= Your goal =
For this exercise, write each entry below out precisely and omit the pictures.

= Supplied material =
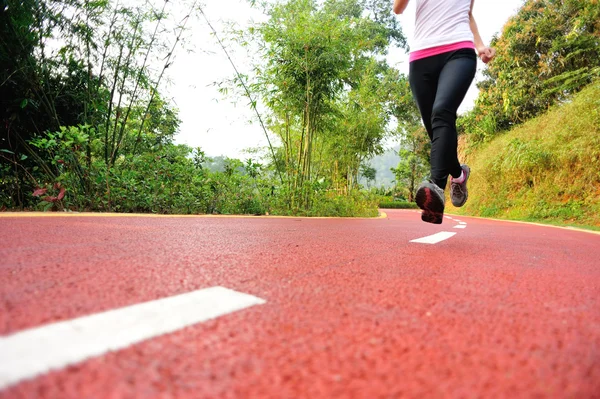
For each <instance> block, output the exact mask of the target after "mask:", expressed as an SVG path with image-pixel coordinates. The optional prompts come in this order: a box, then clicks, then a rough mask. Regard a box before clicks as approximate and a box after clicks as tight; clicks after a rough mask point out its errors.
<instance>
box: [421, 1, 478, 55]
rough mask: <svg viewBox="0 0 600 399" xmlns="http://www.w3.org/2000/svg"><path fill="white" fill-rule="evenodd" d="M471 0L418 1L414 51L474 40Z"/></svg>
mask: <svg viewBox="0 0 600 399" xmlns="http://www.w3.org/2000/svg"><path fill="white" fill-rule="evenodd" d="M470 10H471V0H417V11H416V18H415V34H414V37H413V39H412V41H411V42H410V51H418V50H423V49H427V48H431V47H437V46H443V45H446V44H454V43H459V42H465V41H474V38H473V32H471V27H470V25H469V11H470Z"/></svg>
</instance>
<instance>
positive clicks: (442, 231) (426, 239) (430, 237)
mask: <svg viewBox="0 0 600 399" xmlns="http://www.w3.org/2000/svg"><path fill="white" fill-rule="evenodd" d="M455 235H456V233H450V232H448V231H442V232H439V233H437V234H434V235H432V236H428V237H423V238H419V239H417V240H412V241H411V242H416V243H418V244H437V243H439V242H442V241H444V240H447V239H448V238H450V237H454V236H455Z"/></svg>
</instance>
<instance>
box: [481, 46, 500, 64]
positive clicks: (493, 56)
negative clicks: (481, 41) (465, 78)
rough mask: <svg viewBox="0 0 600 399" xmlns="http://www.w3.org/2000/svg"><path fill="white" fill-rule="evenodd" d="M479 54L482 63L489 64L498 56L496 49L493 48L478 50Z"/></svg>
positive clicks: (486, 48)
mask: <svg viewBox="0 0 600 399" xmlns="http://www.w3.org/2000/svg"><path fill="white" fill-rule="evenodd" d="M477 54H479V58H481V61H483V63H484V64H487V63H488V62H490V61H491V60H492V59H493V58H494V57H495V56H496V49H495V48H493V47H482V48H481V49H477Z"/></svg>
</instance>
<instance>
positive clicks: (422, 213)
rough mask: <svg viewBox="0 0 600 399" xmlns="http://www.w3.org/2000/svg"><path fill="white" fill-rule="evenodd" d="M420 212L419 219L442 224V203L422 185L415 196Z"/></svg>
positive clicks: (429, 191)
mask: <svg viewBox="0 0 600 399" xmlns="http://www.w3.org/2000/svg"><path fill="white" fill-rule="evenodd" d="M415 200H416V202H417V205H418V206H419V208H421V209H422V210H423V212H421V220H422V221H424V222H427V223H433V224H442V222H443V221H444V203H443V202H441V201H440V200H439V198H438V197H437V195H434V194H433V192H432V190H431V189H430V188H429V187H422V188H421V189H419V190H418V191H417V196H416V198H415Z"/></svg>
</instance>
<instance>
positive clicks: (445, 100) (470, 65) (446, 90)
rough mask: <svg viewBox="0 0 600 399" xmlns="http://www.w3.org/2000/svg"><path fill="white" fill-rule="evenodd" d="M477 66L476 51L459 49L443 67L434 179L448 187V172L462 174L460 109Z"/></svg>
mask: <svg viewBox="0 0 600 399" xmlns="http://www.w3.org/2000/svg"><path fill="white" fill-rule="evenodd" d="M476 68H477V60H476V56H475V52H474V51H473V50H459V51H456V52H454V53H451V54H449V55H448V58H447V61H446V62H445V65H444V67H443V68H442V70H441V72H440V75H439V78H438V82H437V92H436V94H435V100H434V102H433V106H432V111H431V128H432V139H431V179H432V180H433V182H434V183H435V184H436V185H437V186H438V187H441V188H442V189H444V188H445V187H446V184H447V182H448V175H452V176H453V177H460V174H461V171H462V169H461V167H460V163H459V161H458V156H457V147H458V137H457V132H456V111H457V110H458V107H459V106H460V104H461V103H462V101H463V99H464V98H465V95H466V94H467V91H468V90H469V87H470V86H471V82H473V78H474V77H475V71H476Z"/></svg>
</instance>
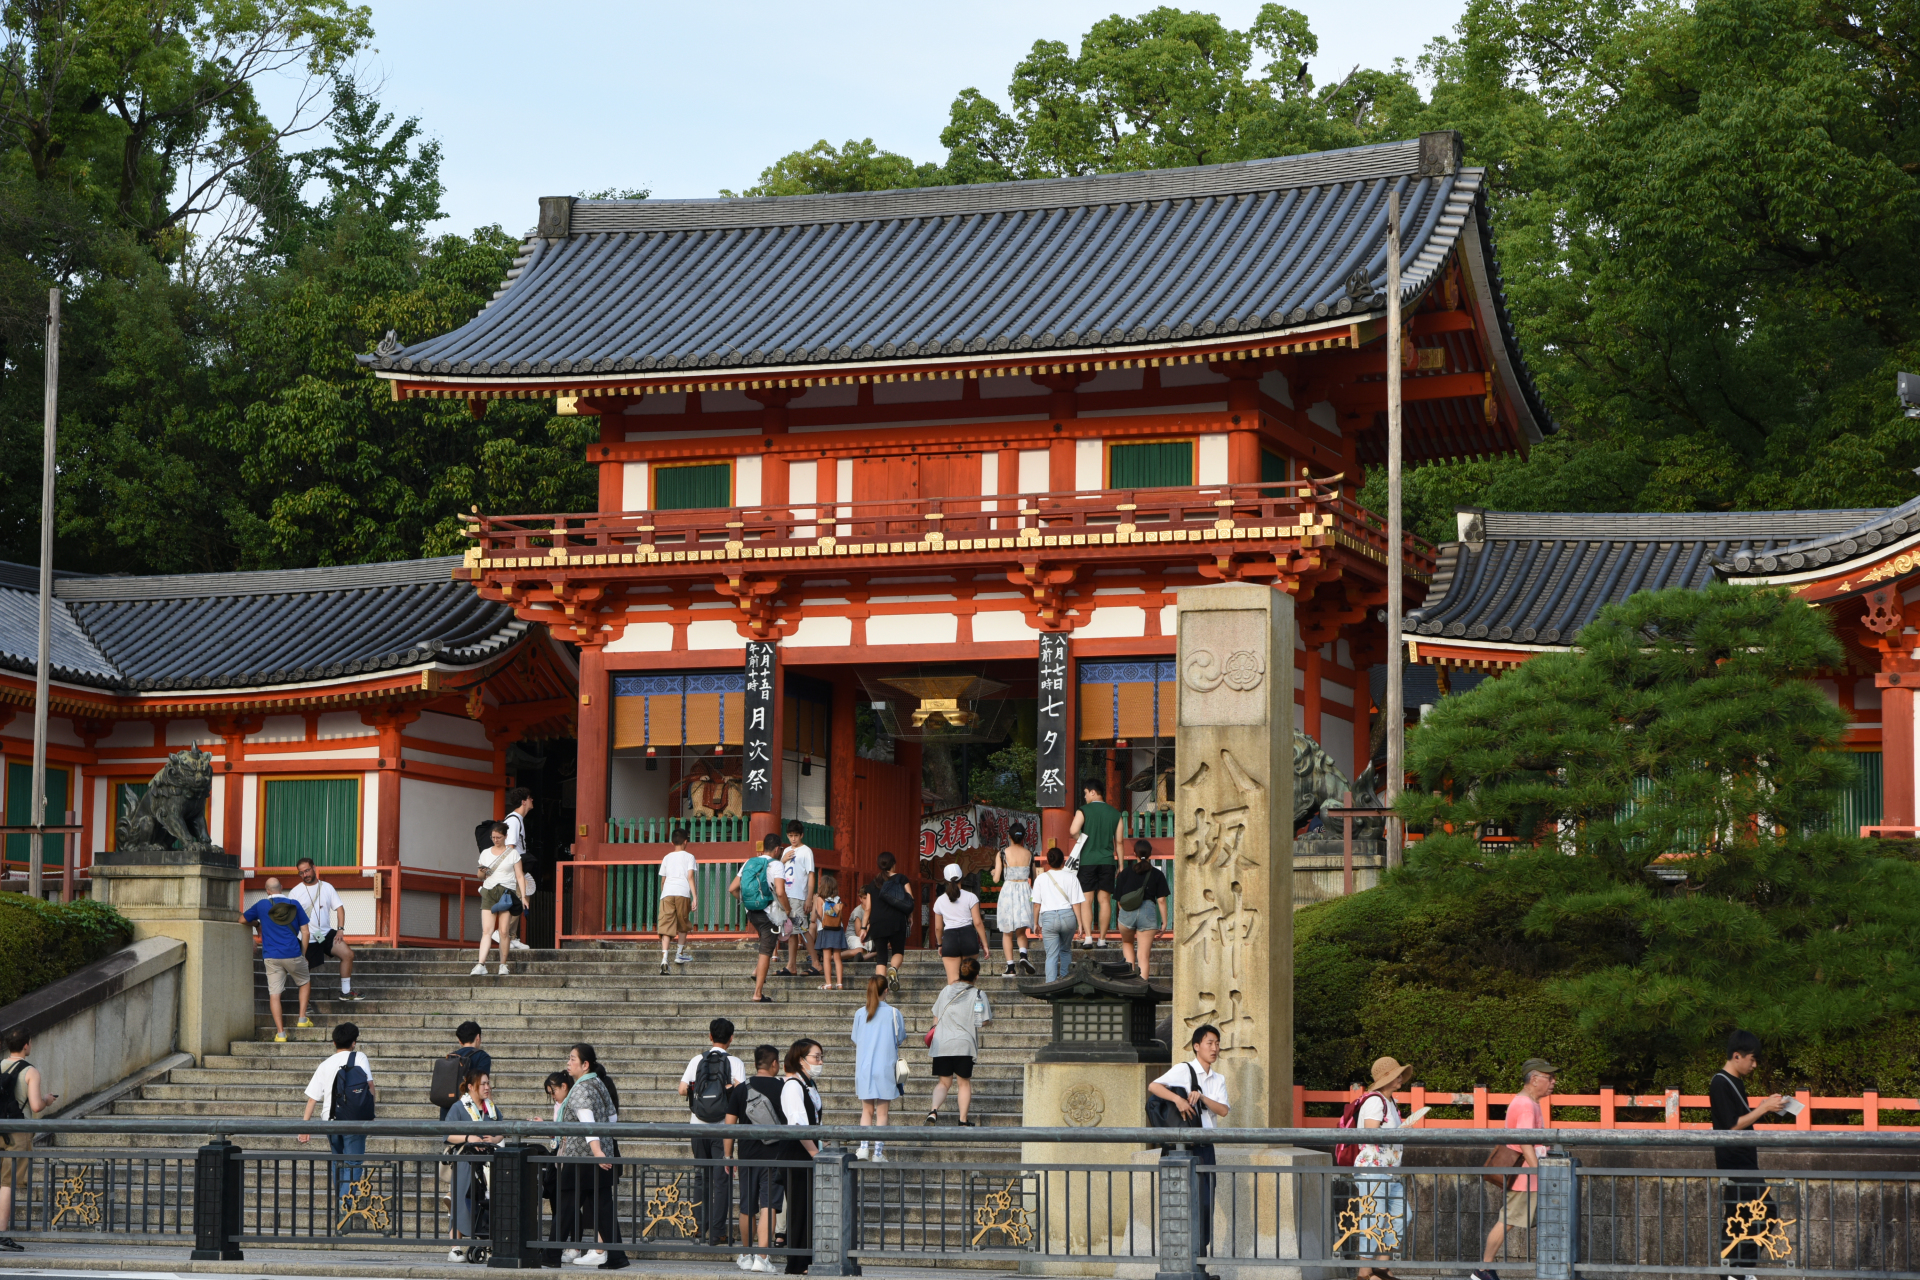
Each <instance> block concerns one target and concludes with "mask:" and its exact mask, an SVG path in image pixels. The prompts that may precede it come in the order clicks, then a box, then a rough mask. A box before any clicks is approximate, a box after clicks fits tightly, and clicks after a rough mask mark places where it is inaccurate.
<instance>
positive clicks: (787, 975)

= Reply to the task =
For each <instance> block, output the exact mask of the target after "mask:", expressed as an SVG path with image-pixel coordinates. The optional prompts come in this order: a box, then clicks, then a rough mask. Regard a box before clicks as approximate and a box after clicks as tight; clicks after a rough mask point out its errors.
<instance>
box: [421, 1, 478, 55]
rough mask: <svg viewBox="0 0 600 399" xmlns="http://www.w3.org/2000/svg"><path fill="white" fill-rule="evenodd" d="M471 0L418 1L414 51L474 40Z"/></svg>
mask: <svg viewBox="0 0 600 399" xmlns="http://www.w3.org/2000/svg"><path fill="white" fill-rule="evenodd" d="M470 10H471V0H417V11H416V18H415V34H414V37H413V39H412V41H411V42H410V51H418V50H423V49H427V48H431V47H437V46H443V45H446V44H454V43H459V42H465V41H474V38H473V32H471V27H470V25H469V11H470Z"/></svg>
</instance>
<instance>
positive clicks: (442, 231) (426, 239) (430, 237)
mask: <svg viewBox="0 0 600 399" xmlns="http://www.w3.org/2000/svg"><path fill="white" fill-rule="evenodd" d="M455 235H456V233H450V232H448V231H442V232H439V233H437V234H434V235H432V236H428V237H423V238H419V239H417V240H412V241H411V242H416V243H418V244H437V243H439V242H442V241H444V240H447V239H448V238H450V237H454V236H455Z"/></svg>
</instance>
<instance>
box: [481, 46, 500, 64]
positive clicks: (493, 56)
negative clicks: (481, 41) (465, 78)
rough mask: <svg viewBox="0 0 600 399" xmlns="http://www.w3.org/2000/svg"><path fill="white" fill-rule="evenodd" d="M479 54L482 63L489 64L498 56L496 49L493 48L478 50Z"/></svg>
positive clicks: (486, 48)
mask: <svg viewBox="0 0 600 399" xmlns="http://www.w3.org/2000/svg"><path fill="white" fill-rule="evenodd" d="M477 54H479V58H481V61H483V63H484V64H487V63H488V62H490V61H491V60H492V59H493V58H494V57H495V56H496V49H495V48H493V47H482V48H481V49H477Z"/></svg>
</instance>
<instance>
positive clicks: (422, 213)
rough mask: <svg viewBox="0 0 600 399" xmlns="http://www.w3.org/2000/svg"><path fill="white" fill-rule="evenodd" d="M420 212L419 219L442 224V203L422 185L415 196Z"/></svg>
positive clicks: (429, 191)
mask: <svg viewBox="0 0 600 399" xmlns="http://www.w3.org/2000/svg"><path fill="white" fill-rule="evenodd" d="M415 200H416V202H417V205H418V206H419V208H421V209H422V210H423V212H421V220H422V221H424V222H427V223H433V224H442V222H443V221H444V203H443V202H441V201H440V200H439V198H438V197H437V195H434V194H433V192H432V190H431V189H430V188H429V187H422V188H421V189H419V190H418V191H417V196H416V198H415Z"/></svg>
</instance>
<instance>
positive clicks: (445, 100) (470, 65) (446, 90)
rough mask: <svg viewBox="0 0 600 399" xmlns="http://www.w3.org/2000/svg"><path fill="white" fill-rule="evenodd" d="M477 66L476 51L459 49L443 67L434 179L448 187V172L462 174L460 109Z"/></svg>
mask: <svg viewBox="0 0 600 399" xmlns="http://www.w3.org/2000/svg"><path fill="white" fill-rule="evenodd" d="M476 68H477V60H476V56H475V52H474V51H473V50H459V51H456V52H454V53H451V54H449V55H448V58H447V61H446V62H445V65H444V67H443V68H442V70H441V72H440V75H439V78H438V82H437V92H436V94H435V100H434V102H433V106H432V111H431V128H432V139H431V179H432V180H433V182H434V183H435V184H436V185H437V186H438V187H441V188H442V189H444V188H445V187H446V184H447V182H448V175H452V176H453V177H460V174H461V171H462V169H461V167H460V163H459V161H458V156H457V147H458V137H457V132H456V111H457V110H458V107H459V106H460V104H461V103H462V101H463V99H464V98H465V95H466V94H467V91H468V90H469V87H470V86H471V82H473V78H474V77H475V71H476Z"/></svg>
</instance>
Each <instance> block concerns one target and concludes with "mask:" and its exact mask, an SVG path in image pixels. The prompts that may precede it come in the order clicks, then a box, then a rough mask. A box before any clicks is approximate, a box after clicks fits tightly, and clicks after a rough mask mark places where it is inaccurate.
<instance>
positive clicks: (787, 975)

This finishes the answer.